Given instruction
Recast the items from the line containing "of the tail" through the line containing "<point>115,284</point>", inclusive, as a numbered list with blank lines omitted.

+++ The records +++

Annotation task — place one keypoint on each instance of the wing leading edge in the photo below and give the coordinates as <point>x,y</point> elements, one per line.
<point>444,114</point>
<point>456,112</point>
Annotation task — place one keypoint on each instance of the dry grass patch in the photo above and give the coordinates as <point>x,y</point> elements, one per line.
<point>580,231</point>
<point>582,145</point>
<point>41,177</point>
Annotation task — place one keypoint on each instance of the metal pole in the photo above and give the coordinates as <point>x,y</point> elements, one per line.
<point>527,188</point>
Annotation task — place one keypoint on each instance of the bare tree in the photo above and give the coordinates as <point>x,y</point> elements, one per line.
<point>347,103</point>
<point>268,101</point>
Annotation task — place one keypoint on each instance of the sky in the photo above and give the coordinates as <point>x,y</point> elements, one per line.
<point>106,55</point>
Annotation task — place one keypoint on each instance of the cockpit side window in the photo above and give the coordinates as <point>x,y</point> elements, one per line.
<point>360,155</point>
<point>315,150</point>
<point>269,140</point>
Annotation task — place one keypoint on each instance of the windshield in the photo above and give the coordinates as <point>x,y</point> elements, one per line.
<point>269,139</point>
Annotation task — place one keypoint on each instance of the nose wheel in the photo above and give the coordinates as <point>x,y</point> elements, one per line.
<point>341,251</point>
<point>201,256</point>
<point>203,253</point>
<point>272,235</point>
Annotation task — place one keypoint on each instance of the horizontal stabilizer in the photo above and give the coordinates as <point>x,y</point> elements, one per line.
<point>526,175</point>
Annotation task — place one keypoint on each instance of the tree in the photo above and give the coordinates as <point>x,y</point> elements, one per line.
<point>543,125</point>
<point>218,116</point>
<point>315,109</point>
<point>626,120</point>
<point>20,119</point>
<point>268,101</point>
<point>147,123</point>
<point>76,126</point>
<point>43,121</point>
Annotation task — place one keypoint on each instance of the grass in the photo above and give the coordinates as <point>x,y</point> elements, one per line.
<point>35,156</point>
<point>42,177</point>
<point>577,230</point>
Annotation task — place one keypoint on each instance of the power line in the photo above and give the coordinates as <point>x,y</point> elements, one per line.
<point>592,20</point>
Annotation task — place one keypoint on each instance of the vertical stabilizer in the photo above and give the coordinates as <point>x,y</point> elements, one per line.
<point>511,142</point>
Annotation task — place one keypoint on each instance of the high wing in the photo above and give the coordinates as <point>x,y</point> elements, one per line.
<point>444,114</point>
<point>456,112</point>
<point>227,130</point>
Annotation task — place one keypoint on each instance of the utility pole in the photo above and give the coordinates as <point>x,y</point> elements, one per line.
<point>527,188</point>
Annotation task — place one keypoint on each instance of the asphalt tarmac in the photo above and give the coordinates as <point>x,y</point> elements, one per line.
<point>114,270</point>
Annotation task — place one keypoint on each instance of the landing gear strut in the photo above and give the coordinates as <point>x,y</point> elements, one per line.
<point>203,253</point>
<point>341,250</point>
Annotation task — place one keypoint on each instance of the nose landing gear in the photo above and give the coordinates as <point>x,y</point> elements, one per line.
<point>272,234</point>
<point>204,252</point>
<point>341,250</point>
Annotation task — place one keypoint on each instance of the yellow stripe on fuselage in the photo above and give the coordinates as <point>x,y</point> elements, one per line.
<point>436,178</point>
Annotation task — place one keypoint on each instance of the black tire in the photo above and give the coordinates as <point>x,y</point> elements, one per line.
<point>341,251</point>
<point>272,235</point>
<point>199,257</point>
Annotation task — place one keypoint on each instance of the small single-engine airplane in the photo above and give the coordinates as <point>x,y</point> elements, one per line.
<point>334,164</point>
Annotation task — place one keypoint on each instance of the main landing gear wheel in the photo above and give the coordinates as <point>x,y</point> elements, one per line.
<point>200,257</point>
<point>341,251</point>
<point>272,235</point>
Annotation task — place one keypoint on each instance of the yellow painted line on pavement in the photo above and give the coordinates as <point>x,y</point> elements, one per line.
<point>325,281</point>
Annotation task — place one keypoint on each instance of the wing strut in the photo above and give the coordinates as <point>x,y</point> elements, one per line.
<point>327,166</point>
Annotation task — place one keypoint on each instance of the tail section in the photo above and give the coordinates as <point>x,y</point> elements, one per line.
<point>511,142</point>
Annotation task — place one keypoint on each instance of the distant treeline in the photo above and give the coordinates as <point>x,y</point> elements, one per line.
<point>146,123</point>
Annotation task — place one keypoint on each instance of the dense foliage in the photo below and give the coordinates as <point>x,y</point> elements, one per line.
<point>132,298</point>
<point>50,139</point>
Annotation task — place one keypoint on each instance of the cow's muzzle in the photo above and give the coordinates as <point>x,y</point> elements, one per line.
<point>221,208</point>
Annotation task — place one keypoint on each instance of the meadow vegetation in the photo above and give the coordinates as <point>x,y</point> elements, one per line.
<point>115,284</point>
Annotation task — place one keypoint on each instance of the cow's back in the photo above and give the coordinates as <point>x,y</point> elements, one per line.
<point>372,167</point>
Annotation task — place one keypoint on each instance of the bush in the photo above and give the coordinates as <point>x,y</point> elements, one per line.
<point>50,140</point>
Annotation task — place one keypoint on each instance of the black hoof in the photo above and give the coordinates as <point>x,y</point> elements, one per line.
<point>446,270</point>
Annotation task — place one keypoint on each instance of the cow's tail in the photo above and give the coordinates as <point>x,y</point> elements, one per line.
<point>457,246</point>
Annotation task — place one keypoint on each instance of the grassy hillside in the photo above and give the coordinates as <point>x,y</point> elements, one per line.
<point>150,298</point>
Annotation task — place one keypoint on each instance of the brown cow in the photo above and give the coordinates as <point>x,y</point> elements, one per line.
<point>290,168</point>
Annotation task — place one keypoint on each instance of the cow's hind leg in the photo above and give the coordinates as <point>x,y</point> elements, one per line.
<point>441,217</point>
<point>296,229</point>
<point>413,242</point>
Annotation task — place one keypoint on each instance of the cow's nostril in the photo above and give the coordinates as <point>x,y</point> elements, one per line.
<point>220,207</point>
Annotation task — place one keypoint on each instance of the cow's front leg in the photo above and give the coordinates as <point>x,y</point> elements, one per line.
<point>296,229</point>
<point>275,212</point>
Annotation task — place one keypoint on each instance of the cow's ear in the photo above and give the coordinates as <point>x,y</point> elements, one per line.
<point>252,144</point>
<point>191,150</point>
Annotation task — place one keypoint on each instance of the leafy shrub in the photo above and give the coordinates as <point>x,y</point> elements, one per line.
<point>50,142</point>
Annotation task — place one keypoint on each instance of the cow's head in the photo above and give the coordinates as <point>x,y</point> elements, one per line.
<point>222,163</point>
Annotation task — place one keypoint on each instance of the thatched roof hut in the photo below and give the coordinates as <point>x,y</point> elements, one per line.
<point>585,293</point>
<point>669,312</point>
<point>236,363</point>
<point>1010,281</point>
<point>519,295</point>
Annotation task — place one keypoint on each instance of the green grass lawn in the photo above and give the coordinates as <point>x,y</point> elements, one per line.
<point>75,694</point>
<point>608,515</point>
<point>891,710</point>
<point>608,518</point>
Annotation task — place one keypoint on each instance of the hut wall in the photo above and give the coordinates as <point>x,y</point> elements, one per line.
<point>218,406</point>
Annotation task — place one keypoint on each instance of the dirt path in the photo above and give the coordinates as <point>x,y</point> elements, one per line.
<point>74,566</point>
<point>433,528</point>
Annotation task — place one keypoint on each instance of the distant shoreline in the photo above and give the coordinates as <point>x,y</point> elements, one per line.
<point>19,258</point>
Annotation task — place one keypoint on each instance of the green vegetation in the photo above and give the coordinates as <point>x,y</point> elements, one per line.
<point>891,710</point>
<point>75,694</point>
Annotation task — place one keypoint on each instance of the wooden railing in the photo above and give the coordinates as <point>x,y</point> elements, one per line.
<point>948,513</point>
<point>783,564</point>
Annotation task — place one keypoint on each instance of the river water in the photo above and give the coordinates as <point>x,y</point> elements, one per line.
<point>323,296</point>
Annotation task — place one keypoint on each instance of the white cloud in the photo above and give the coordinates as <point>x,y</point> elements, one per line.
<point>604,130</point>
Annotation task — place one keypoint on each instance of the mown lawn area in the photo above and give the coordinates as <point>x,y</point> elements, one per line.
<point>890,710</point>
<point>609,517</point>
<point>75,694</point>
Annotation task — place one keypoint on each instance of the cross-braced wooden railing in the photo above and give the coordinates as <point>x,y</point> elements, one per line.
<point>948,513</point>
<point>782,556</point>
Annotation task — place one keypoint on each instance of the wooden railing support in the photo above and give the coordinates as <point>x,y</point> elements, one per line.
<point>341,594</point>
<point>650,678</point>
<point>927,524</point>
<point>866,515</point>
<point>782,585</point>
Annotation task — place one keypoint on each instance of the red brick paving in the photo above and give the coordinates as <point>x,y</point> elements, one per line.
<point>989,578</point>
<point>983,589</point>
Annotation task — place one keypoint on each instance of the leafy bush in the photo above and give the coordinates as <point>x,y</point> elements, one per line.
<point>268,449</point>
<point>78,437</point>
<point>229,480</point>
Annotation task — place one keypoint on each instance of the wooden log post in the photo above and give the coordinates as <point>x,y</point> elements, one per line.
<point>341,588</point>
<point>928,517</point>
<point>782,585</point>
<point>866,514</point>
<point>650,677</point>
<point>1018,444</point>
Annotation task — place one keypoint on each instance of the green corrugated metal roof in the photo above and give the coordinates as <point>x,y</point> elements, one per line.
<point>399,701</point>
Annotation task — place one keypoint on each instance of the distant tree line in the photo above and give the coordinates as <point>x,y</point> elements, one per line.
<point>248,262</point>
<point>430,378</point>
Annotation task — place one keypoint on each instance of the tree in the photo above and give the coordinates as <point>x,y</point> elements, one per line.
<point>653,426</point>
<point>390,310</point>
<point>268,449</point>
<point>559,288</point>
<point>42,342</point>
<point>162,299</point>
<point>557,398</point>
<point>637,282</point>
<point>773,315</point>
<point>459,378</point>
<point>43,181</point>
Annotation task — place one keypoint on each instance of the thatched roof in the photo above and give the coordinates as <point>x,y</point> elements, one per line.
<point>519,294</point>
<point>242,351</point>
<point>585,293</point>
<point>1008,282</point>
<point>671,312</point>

+++

Written solution
1. Annotation task — place one keypoint on each instance of the tail section in the photo above and give the coordinates as <point>x,y</point> elements, one per line.
2. <point>511,142</point>
3. Annotation task — place one keypoint on each instance of the distant treeline in the photo above and give the coordinates as <point>x,y</point> elements, one per line.
4. <point>146,123</point>
5. Annotation task — place one keypoint on each instance of the dense foliage in the photo below and give the coordinates as <point>x,y</point> elements, one per line.
6. <point>132,298</point>
7. <point>50,139</point>
8. Annotation task — place one keypoint on each instance of the cow's muzzle in the photo above and give the coordinates as <point>x,y</point> elements, one per line.
9. <point>221,208</point>
10. Annotation task — place one keypoint on each instance of the meadow vegetation in the photo above and give the coordinates as <point>x,y</point> elements, one per line.
11. <point>115,284</point>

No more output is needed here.